EXERCISE
Your job is to restate each entry word for word.

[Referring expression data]
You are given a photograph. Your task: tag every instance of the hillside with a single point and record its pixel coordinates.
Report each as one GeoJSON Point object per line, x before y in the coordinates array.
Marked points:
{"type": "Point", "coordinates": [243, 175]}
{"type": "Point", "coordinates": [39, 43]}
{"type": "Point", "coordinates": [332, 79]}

REPLY TO THE TASK
You are given a photograph. Your task: tag every instance of the hillside with a single point and record its pixel coordinates.
Report each as one GeoJSON Point object per line, x before y in the coordinates array.
Marked points:
{"type": "Point", "coordinates": [243, 175]}
{"type": "Point", "coordinates": [39, 43]}
{"type": "Point", "coordinates": [332, 79]}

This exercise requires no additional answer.